==== Page extract
What the Tooling Looks Like
Llama.cpp has supported partial GPU offloading for some time through its -ngl (number of GPU layers) flag, which lets you keep some transformer layers in VRAM and compute the rest on CPU from RAM. This is a coarser version of the same idea: keep the hot path in fast memory and tolerate slower access for the rest. The llama.cpp project supports GGUF-quantized models and handles the memory mapping and layer offloading mechanics.
For a 397B MoE model in Q4 quantization at around 200GB, a machine with 128GB RAM and a fast NVMe drive is a plausible setup. The model loads partially into RAM, and the SSD backs the rest. Tokens will come slowly, perhaps a few per second, but the model runs. For non-interactive tasks like batch analysis or summarization, that’s usable.
Ollama abstracts some of this with automatic detection of available hardware resources, though its handling of very large MoE models is still maturing. The community around GGUF quantization has been aggressive about producing and testing quantized versions of major model releases, so Qwen 397B likely has community-produced quantizations available through Hugging Face shortly after its release.
The Autoresearch Angle
Willison’s framing is that he used an LLM to research this topic for him, reading the Apple paper and synthesizing the relevant implementation details. This is a workflow he has written about before: using language models as research accelerants, particularly for dense academic papers where the gap between abstract and practical understanding is high.
========
==== Listed entries
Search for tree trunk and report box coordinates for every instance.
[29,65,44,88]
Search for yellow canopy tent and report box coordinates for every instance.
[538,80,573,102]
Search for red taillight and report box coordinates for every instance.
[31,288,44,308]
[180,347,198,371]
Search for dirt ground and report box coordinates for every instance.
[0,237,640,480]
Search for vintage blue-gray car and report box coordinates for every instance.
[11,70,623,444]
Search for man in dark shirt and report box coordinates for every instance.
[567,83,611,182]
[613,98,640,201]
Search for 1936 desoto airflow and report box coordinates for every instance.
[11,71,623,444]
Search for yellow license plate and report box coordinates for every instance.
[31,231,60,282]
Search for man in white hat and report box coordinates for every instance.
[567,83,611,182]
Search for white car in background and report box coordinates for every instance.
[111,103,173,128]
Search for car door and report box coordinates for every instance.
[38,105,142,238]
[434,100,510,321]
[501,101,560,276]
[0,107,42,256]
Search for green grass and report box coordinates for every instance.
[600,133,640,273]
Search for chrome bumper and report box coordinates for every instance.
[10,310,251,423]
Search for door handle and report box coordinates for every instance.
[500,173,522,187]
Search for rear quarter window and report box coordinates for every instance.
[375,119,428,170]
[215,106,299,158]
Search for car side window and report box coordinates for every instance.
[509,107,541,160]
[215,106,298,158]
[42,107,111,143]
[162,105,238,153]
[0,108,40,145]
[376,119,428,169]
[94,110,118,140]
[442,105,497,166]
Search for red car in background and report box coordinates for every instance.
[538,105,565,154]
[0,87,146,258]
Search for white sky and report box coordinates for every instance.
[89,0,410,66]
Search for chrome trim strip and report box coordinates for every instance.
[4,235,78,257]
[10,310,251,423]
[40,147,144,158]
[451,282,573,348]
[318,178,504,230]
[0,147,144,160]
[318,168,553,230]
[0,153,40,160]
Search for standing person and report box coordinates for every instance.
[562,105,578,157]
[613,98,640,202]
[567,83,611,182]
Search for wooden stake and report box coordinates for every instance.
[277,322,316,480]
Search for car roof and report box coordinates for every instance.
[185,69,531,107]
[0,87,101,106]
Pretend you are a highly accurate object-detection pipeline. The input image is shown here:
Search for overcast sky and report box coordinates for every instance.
========
Instructions to follow
Continue the text on running large models with SSD offloading from where it stops, keeping its subject and tone.

Result below
The irony of using a locally-running or API-accessed LLM to figure out how to run a larger LLM locally is not lost. But it points at something real about how the research-to-practice pipeline works now. The Apple paper is technically detailed and written for an ML research audience. The gap between reading it and knowing what to actually install and configure is substantial. Having a model that can answer “okay but how do I actually try this” questions against the paper content is genuinely useful, even if the answers require verification.
This is also a good stress test for the research model. Papers like LLM in a Flash are technically specific, with important distinctions between the idealized algorithm and what any given inference runtime actually implements. A model that can navigate that gap accurately is more useful than one that confidently blurs it.
What to Expect in Practice
Running Qwen 397B locally via flash-backed inference is a project, not a quick setup. The practical checklist looks something like this:
- A machine with at least 64-128GB of RAM to hold the most active portions of the model
- A fast NVMe SSD with at least 256GB free for the GGUF model file
- A quantized version of the model (Q4_K_M is a reasonable balance of quality and size for a model this large)
- Llama.cpp built from recent source, which continues to improve MoE support
- Patience: at pure CPU inference speeds, generation will be measured in seconds per token for a model this size
For most practical tasks this means inference times measured in minutes for responses of any length. It is not the same experience as a 7B model running on a gaming laptop. What it is, though, is access to a model at a capability level that previously required cloud API access with its associated cost, latency, and data privacy considerations.
The combination of MoE architectures that inherently need only a fraction of their weights active at once, flash storage with bandwidth that keeps improving with each NVMe generation, and quantization that compresses weights to practical sizes, is steadily eroding the hardware ceiling for local inference. The Apple paper is one piece of that, and applying its ideas to a 397B model is a reasonable next step in seeing how far the technique scales.